Work request>
Quote the miR-23a colorectal cancer summary below word for word, from "Overexpression of miR-23a" up to and including "and suppresses metastasis.".

Extracted text>
BEGIN

Overexpression of miR-23a is specifically observed in early-stage colorectal cancer.
Increased miR-23a expression correlates with downregulation of its predicted target genes.
miR-23a knockdown inhibits cell motility and invasion and suppresses metastasis.
Adenomas (polyps) and preinvasive adenocarcinomas (carcinomas in situ) of the colon are slow-growing neoplasms that take several years to develop into colorectal cancer. However, once formed, colorectal cancer spreads through the colon wall and metastasizes in a relatively short time. Using high-resolution tiling arrays to compare murine adenomas and invasive colorectal cancers, Jahid and colleagues identified a recurrent amplicon in invasive tumors that led to overexpression of 2 microRNAs (miRNA): miR-23a and miR-27a. Analysis of human preinvasive tumors, locally invasive colorectal cancers (stage I/II), and metastatic colorectal cancers (stage III/IV) revealed that miR-23a was specifically upregulated in early-stage colorectal cancers compared with preinvasive or metastatic tumors, whereas miR-27a was upregulated in both early- and late-stage colorectal cancers. miR-27a was required for colorectal cancer cell proliferation and tumor formation in vivo, but its sustained upregulation suggested a more general role in tumor progression. Consistent with its expression pattern indicating a role in the acquisition of an invasive phenotype, miR-23a knockdown suppressed cell motility and invasion and reduced the metastasis of tail vein–injected tumor cells. Mechanistically, miR-23a was required for filopodia formation and SRC activation, potentially through downregulation of its target metastasis suppressor 1 (MTSS1). Downregulation of other predicted miR-23a target genes was also specifically observed in genomewide expression profiles of early-stage colorectal cancer samples, further implicating miR-23a–dependent gene regulation in the transition from indolent to invasive colorectal cancer.

END

Information given>
BEGIN

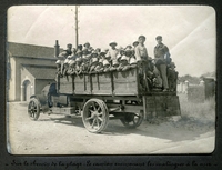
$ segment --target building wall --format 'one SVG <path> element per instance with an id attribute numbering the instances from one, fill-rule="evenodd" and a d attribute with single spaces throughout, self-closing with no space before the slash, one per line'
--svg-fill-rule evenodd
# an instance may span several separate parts
<path id="1" fill-rule="evenodd" d="M 56 82 L 56 80 L 52 80 L 52 79 L 36 79 L 36 88 L 34 88 L 34 91 L 36 91 L 36 94 L 40 94 L 42 89 L 48 84 L 48 83 L 52 83 L 52 82 Z"/>
<path id="2" fill-rule="evenodd" d="M 20 101 L 21 99 L 21 72 L 22 64 L 39 64 L 39 66 L 54 66 L 54 60 L 33 59 L 12 57 L 11 59 L 11 81 L 10 81 L 10 98 L 9 101 Z"/>

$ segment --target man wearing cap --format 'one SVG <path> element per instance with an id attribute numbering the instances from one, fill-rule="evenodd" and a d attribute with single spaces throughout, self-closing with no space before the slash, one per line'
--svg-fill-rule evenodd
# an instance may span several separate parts
<path id="1" fill-rule="evenodd" d="M 109 52 L 108 52 L 108 56 L 110 56 L 111 57 L 111 60 L 113 61 L 113 60 L 117 60 L 117 56 L 118 56 L 118 53 L 119 53 L 119 51 L 118 51 L 118 49 L 115 48 L 117 47 L 117 42 L 114 42 L 114 41 L 111 41 L 110 42 L 110 49 L 109 49 Z"/>
<path id="2" fill-rule="evenodd" d="M 155 66 L 160 71 L 162 82 L 163 82 L 163 91 L 168 91 L 168 77 L 167 77 L 167 61 L 170 58 L 169 49 L 165 44 L 162 43 L 162 37 L 158 36 L 155 38 L 158 44 L 154 47 L 154 57 L 155 57 Z"/>
<path id="3" fill-rule="evenodd" d="M 175 63 L 171 62 L 168 68 L 168 83 L 170 91 L 176 90 L 176 80 L 178 80 L 178 71 L 175 71 Z"/>
<path id="4" fill-rule="evenodd" d="M 148 51 L 147 51 L 147 48 L 144 46 L 145 37 L 140 36 L 138 38 L 138 42 L 139 42 L 139 44 L 135 47 L 135 58 L 137 58 L 138 62 L 141 62 L 142 60 L 148 59 Z"/>
<path id="5" fill-rule="evenodd" d="M 150 88 L 147 80 L 148 51 L 144 46 L 145 37 L 139 36 L 138 42 L 139 44 L 134 48 L 134 54 L 139 67 L 140 83 L 142 86 L 142 89 L 148 91 Z"/>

END

Answer for this exercise>
Overexpression of miR-23a is specifically observed in early-stage colorectal cancer.
Increased miR-23a expression correlates with downregulation of its predicted target genes.
miR-23a knockdown inhibits cell motility and invasion and suppresses metastasis.